* **Do this**
Each record below should be repeated precisely as written.
**** Task material
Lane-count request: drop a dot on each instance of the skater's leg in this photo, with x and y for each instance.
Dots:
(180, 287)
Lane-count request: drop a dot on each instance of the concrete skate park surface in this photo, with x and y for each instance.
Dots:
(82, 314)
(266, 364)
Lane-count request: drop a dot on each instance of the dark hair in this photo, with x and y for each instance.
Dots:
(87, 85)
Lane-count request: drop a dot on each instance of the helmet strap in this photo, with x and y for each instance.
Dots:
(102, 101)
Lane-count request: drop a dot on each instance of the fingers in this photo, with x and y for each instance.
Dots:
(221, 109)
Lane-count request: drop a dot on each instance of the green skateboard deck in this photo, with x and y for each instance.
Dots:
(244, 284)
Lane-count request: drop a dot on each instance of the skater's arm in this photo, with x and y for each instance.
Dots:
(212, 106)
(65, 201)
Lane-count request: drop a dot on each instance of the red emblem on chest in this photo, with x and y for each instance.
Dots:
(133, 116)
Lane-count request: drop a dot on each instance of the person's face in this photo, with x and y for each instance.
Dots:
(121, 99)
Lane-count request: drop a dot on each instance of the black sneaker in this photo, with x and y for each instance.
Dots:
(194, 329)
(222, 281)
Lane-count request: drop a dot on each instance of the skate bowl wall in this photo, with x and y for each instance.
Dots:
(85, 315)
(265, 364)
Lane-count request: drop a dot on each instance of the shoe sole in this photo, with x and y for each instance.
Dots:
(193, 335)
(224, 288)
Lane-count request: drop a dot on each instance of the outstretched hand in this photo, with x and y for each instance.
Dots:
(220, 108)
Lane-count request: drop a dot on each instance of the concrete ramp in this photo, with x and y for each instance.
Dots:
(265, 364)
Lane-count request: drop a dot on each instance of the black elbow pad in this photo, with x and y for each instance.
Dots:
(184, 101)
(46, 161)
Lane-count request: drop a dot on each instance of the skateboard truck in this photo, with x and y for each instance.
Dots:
********
* **Exercise result**
Lane-count request: drop a dot on each instance of the skater's leg in this photo, with x and y for each instance.
Dots:
(180, 287)
Lane-count request: drop a dot on each instance of the concrete skate park surface in this photo, with x and y for each instance.
Dots:
(82, 314)
(266, 364)
Lane-count request: drop a dot on each instance of the dark hair in this photo, with x and y for each instance.
Dots:
(87, 85)
Lane-count request: drop a dot on each instance of the helmet strap in this photo, with x and y for each instance.
Dots:
(102, 101)
Lane-count request: drop a dot on each instance of the fingers in this photo, with x and y for each instance.
Dots:
(221, 109)
Lane-count request: drop a dot on each instance of the green skateboard deck in this photo, with x and y for each instance.
Dots:
(244, 284)
Lane-count request: drop a dot on each instance of the skater's arm in this photo, with x and y for each instance.
Dots:
(212, 106)
(65, 201)
Lane-count request: drop a dot on each instance of the red emblem on chest in this photo, with x and y for each instance.
Dots:
(133, 116)
Lane-count request: drop a dot on each instance of the person's face in this photo, with x and y for each instance.
Dots:
(121, 99)
Lane-count request: drop a dot on each instance of the black sneaker in this photo, with x and y for each instance.
Dots:
(194, 329)
(222, 281)
Lane-count request: drop a dot on each instance of the skate bowl wall in this photo, with x and y for each instance.
Dots:
(85, 315)
(265, 364)
Lane-count request: drop a dot on each instance of the shoe sole in this photo, with x and y for each instance.
Dots:
(193, 335)
(224, 288)
Lane-count request: drop a dot on each instance of the outstretched hand in this photo, with x and y for each instance.
Dots:
(220, 108)
Lane-count request: drop a dot on each instance of the concrete ramp in this photo, with x and y for each instance.
Dots:
(265, 364)
Lane-count request: drop a dot on each instance of the black elbow pad in this photo, with x and y for each instance.
Dots:
(184, 101)
(46, 161)
Lane-count request: drop a dot on each instance of the skateboard truck in this photo, with x and y for each instance.
Dots:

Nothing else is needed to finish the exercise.